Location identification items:

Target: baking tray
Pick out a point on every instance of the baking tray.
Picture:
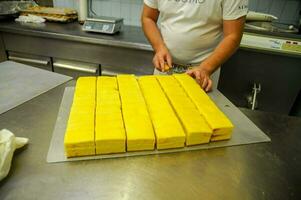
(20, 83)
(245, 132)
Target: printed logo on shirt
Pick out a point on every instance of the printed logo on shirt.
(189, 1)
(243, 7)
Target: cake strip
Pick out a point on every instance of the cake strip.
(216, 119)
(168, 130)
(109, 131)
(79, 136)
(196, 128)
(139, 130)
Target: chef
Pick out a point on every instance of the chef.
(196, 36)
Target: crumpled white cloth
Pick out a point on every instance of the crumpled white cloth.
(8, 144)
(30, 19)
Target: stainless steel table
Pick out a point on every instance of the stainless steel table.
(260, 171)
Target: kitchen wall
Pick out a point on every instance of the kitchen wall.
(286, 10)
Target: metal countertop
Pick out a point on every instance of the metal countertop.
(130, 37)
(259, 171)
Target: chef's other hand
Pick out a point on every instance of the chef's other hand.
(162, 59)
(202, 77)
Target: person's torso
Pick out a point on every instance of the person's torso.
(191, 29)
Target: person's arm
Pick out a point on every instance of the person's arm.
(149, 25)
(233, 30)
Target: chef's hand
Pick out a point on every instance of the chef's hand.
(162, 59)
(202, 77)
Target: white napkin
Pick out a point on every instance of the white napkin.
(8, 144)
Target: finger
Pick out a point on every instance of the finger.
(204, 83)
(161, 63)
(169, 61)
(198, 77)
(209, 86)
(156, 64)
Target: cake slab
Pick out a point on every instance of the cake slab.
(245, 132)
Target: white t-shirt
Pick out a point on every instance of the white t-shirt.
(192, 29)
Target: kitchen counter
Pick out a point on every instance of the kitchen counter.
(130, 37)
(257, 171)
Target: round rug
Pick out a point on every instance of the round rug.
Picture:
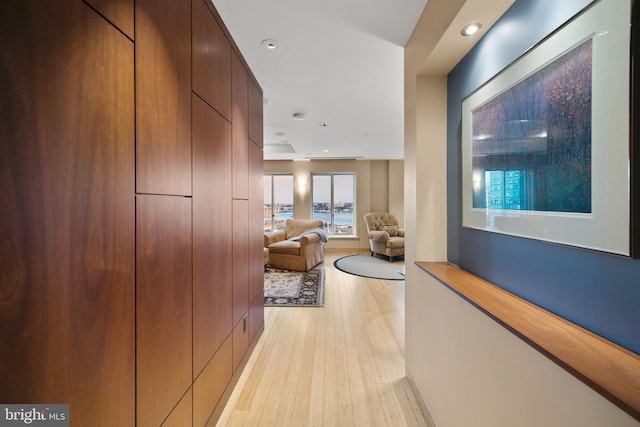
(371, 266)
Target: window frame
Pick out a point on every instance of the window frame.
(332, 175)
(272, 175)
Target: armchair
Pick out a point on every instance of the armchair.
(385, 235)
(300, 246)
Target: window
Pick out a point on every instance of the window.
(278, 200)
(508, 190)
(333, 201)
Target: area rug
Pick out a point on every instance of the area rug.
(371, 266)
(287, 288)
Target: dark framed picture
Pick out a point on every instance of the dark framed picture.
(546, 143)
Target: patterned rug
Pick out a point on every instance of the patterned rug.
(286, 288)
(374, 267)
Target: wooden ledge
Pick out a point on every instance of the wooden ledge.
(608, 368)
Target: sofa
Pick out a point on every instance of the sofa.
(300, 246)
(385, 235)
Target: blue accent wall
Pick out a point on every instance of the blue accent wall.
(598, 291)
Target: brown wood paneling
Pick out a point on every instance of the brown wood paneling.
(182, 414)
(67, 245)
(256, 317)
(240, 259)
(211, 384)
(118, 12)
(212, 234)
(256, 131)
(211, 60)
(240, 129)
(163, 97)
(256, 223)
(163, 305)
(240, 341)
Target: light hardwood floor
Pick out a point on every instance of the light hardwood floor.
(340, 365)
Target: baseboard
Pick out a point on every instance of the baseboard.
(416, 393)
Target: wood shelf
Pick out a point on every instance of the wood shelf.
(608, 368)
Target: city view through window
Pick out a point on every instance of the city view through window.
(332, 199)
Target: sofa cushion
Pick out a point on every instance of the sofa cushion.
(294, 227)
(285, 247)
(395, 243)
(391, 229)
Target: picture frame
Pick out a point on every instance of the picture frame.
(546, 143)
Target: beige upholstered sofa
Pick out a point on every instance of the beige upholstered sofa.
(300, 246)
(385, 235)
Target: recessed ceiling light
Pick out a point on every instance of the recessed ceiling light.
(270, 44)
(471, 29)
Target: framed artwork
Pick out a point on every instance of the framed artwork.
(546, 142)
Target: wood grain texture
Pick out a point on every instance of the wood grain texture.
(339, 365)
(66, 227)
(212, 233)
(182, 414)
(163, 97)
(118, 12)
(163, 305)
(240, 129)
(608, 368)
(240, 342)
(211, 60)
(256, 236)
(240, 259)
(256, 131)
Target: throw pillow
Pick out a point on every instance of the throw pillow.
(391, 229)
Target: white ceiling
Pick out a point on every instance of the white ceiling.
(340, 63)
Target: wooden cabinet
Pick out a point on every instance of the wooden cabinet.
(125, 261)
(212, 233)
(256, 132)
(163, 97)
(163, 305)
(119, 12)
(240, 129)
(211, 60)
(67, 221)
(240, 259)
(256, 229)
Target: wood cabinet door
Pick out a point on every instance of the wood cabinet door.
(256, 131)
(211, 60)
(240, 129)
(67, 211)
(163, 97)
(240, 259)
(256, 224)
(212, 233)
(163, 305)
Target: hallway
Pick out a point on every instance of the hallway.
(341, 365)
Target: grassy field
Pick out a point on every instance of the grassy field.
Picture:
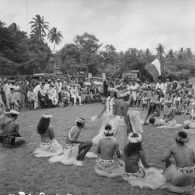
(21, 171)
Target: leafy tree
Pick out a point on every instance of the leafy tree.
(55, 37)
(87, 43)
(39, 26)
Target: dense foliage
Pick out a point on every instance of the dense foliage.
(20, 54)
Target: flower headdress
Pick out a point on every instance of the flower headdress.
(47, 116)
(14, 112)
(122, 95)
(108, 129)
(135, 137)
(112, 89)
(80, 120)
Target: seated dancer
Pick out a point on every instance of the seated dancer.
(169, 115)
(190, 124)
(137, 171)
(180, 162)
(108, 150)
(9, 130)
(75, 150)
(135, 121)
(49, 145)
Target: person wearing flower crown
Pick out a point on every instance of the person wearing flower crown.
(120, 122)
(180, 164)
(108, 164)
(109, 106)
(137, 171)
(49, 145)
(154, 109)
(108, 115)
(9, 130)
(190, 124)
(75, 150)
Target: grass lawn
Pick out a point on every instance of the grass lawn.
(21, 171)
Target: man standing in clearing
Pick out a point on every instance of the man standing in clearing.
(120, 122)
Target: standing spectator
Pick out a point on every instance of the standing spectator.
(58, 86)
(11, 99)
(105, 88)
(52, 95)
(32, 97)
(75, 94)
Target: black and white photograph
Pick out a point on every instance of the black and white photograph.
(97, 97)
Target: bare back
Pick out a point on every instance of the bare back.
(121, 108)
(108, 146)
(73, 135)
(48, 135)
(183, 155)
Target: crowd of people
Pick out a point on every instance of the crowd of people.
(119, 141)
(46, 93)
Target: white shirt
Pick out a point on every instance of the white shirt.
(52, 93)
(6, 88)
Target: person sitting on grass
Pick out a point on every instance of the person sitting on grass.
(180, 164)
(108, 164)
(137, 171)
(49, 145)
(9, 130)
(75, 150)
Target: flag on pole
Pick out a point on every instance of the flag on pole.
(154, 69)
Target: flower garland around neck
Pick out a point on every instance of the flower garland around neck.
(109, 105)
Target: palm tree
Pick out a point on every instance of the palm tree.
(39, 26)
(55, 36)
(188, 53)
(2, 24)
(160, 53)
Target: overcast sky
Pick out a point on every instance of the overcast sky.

= Set problem =
Express every entry above as a JSON list of strings, one string per line, with blank lines omitted. Leave the pictures out.

= Output for this exercise =
[
  "Target: baking tray",
  "Pick out a point on every instance of the baking tray.",
  "Picture:",
  "(20, 83)",
  "(245, 132)",
  "Target: printed logo on shirt",
  "Pick out a point on every instance of the printed logo on shirt.",
  "(189, 1)",
  "(243, 7)",
  "Target: cake strip",
  "Pick out a point on every instance of the cake strip.",
  "(216, 119)",
  "(168, 130)",
  "(109, 131)",
  "(79, 136)",
  "(196, 128)",
  "(139, 130)",
  "Target: chef",
  "Pick out a point on every instance of the chef.",
  "(196, 36)",
  "Target: crumpled white cloth",
  "Pick out a point on every instance of the crumpled white cloth.",
  "(8, 144)",
  "(30, 19)",
  "Target: stainless steel table",
  "Pick out a point on every instance of the stainless steel table.",
  "(260, 171)",
  "Target: kitchen wall",
  "Pick out a point on every instance of the kitchen wall.",
  "(286, 10)",
  "Target: metal countertop",
  "Pick out a point on every instance of the metal countertop.",
  "(130, 37)",
  "(259, 171)",
  "Target: chef's other hand",
  "Pick out a point on every instance of the chef's other hand.",
  "(162, 59)",
  "(202, 77)",
  "Target: person's torso",
  "Pick out a point on every instance of the person's torso.",
  "(191, 29)",
  "Target: person's arm",
  "Pick out a point on every instance of the person's arm.",
  "(149, 25)",
  "(233, 30)",
  "Target: chef's hand",
  "Pick out a point on every instance of the chef's hand.",
  "(162, 59)",
  "(202, 77)",
  "Target: white napkin",
  "Pick out a point on every instance of the white napkin.",
  "(8, 144)",
  "Target: finger",
  "Pick out a point on every instance of the finger.",
  "(204, 83)",
  "(161, 63)",
  "(169, 61)",
  "(198, 77)",
  "(209, 86)",
  "(156, 64)",
  "Target: cake slab",
  "Pick out a point on every instance of the cake slab.",
  "(245, 132)",
  "Target: white t-shirt",
  "Pick out a point on every instance of the white t-shirt.",
  "(192, 29)",
  "Target: kitchen counter",
  "Pick out a point on every instance of the kitchen counter.",
  "(130, 37)",
  "(257, 171)",
  "Target: round rug",
  "Pick out a point on every instance of the round rug.",
  "Picture:",
  "(371, 266)",
  "Target: window frame",
  "Pick out a point on every instance of the window frame.",
  "(332, 175)",
  "(272, 175)",
  "Target: armchair",
  "Pick out a point on every instance of the armchair.",
  "(385, 235)",
  "(300, 246)",
  "Target: window",
  "Pick out a point on every instance of the window.",
  "(278, 200)",
  "(508, 190)",
  "(333, 201)",
  "Target: area rug",
  "Pick out a point on every instance of the area rug.",
  "(371, 266)",
  "(287, 288)",
  "Target: dark framed picture",
  "Pick out a point on every instance of the dark framed picture.",
  "(546, 143)",
  "Target: patterned rug",
  "Pick out a point on every instance of the patterned rug.",
  "(286, 288)",
  "(374, 267)",
  "Target: wooden ledge",
  "Pick out a point on every instance of the wooden ledge.",
  "(608, 368)",
  "Target: sofa",
  "Pick out a point on every instance of the sofa.",
  "(300, 246)",
  "(385, 235)",
  "Target: blue accent wall",
  "Pick out a point on every instance of the blue accent wall.",
  "(598, 291)",
  "Target: brown wood paneling",
  "Pick out a point on every instance of the brown wood paneling.",
  "(182, 414)",
  "(67, 245)",
  "(256, 317)",
  "(240, 259)",
  "(211, 384)",
  "(118, 12)",
  "(212, 234)",
  "(256, 131)",
  "(211, 60)",
  "(240, 129)",
  "(163, 97)",
  "(256, 223)",
  "(163, 305)",
  "(240, 341)",
  "Target: light hardwood floor",
  "Pick out a point on every instance of the light hardwood floor.",
  "(340, 365)",
  "Target: baseboard",
  "Pick out a point on every instance of the baseboard.",
  "(416, 393)",
  "Target: wood shelf",
  "Pick out a point on every instance of the wood shelf.",
  "(608, 368)",
  "Target: city view through window",
  "Pick out a point on every instance of the city view through window.",
  "(332, 199)",
  "Target: sofa cushion",
  "Pick out a point on every instance of the sofa cushion.",
  "(294, 227)",
  "(285, 247)",
  "(395, 243)",
  "(391, 229)",
  "Target: picture frame",
  "Pick out a point on every instance of the picture frame.",
  "(546, 143)",
  "Target: beige upholstered sofa",
  "Pick out a point on every instance of the beige upholstered sofa.",
  "(300, 246)",
  "(385, 235)",
  "Target: recessed ceiling light",
  "Pick out a point on every instance of the recessed ceiling light.",
  "(270, 44)",
  "(471, 29)",
  "Target: framed artwork",
  "Pick out a point on every instance of the framed artwork.",
  "(546, 142)",
  "Target: wood grain texture",
  "Pick out a point on every instance of the wood grain texture.",
  "(339, 365)",
  "(66, 227)",
  "(212, 233)",
  "(182, 414)",
  "(163, 97)",
  "(118, 12)",
  "(163, 305)",
  "(240, 129)",
  "(608, 368)",
  "(240, 342)",
  "(211, 60)",
  "(256, 236)",
  "(240, 259)",
  "(256, 131)",
  "Target: throw pillow",
  "Pick out a point on every instance of the throw pillow.",
  "(391, 229)",
  "Target: white ceiling",
  "Pick out a point on every instance of the white ceiling.",
  "(340, 63)",
  "Target: wooden cabinet",
  "Pick out a point on every instance of the wooden cabinet.",
  "(125, 261)",
  "(212, 233)",
  "(256, 132)",
  "(163, 97)",
  "(163, 305)",
  "(119, 12)",
  "(240, 129)",
  "(211, 60)",
  "(67, 221)",
  "(240, 259)",
  "(256, 229)",
  "Target: wood cabinet door",
  "Pick out a point on every instance of the wood cabinet door.",
  "(256, 131)",
  "(211, 60)",
  "(240, 129)",
  "(67, 211)",
  "(163, 97)",
  "(240, 259)",
  "(256, 224)",
  "(212, 233)",
  "(163, 305)",
  "Target: hallway",
  "Pick out a point on every instance of the hallway.",
  "(341, 365)",
  "Target: grassy field",
  "Pick out a point on every instance of the grassy field.",
  "Picture:",
  "(21, 171)",
  "Target: leafy tree",
  "Pick out a point on every instance of the leafy tree.",
  "(55, 37)",
  "(87, 43)",
  "(39, 26)",
  "Target: dense foliage",
  "Pick out a point on every instance of the dense foliage.",
  "(20, 54)",
  "Target: flower headdress",
  "Pick out a point on every instance of the flower headdress.",
  "(47, 116)",
  "(14, 112)",
  "(122, 95)",
  "(108, 129)",
  "(135, 137)",
  "(112, 89)",
  "(80, 120)",
  "Target: seated dancer",
  "Pick out a point on every instance of the seated dancer.",
  "(169, 115)",
  "(190, 124)",
  "(137, 171)",
  "(180, 162)",
  "(108, 150)",
  "(9, 130)",
  "(75, 150)",
  "(135, 121)",
  "(49, 145)",
  "Target: person wearing flower crown",
  "Pick out a point on every instance of the person wearing flower crown.",
  "(120, 122)",
  "(180, 164)",
  "(108, 164)",
  "(109, 106)",
  "(137, 171)",
  "(49, 145)",
  "(154, 109)",
  "(108, 115)",
  "(9, 130)",
  "(190, 124)",
  "(75, 150)",
  "Target: grass lawn",
  "Pick out a point on every instance of the grass lawn.",
  "(21, 171)",
  "Target: man standing in clearing",
  "Pick out a point on every instance of the man standing in clearing.",
  "(120, 122)",
  "Target: standing spectator",
  "Pick out a point on every instance of the standing spectator.",
  "(58, 86)",
  "(11, 99)",
  "(105, 88)",
  "(52, 95)",
  "(32, 97)",
  "(75, 94)",
  "Target: black and white photograph",
  "Pick out a point on every instance of the black and white photograph.",
  "(97, 97)",
  "Target: bare back",
  "Pick out a point on every instance of the bare back.",
  "(121, 108)",
  "(108, 146)",
  "(73, 135)",
  "(48, 135)",
  "(183, 155)",
  "Target: crowd of people",
  "Pick out a point on every instance of the crowd of people.",
  "(119, 141)",
  "(46, 93)",
  "Target: white shirt",
  "Pick out a point on every instance of the white shirt.",
  "(52, 93)",
  "(6, 88)",
  "Target: person sitting on grass",
  "Pick out a point on every instance of the person sitting on grass.",
  "(180, 164)",
  "(108, 164)",
  "(137, 171)",
  "(49, 145)",
  "(9, 130)",
  "(75, 150)",
  "Target: flag on pole",
  "Pick out a point on every instance of the flag on pole.",
  "(154, 69)",
  "Target: flower garland around neck",
  "Pick out a point on every instance of the flower garland around neck.",
  "(109, 105)",
  "Target: palm tree",
  "Pick out a point on every instance of the palm tree.",
  "(39, 26)",
  "(55, 36)",
  "(188, 53)",
  "(2, 24)",
  "(160, 53)",
  "Target: overcast sky",
  "Pick out a point on every instance of the overcast sky."
]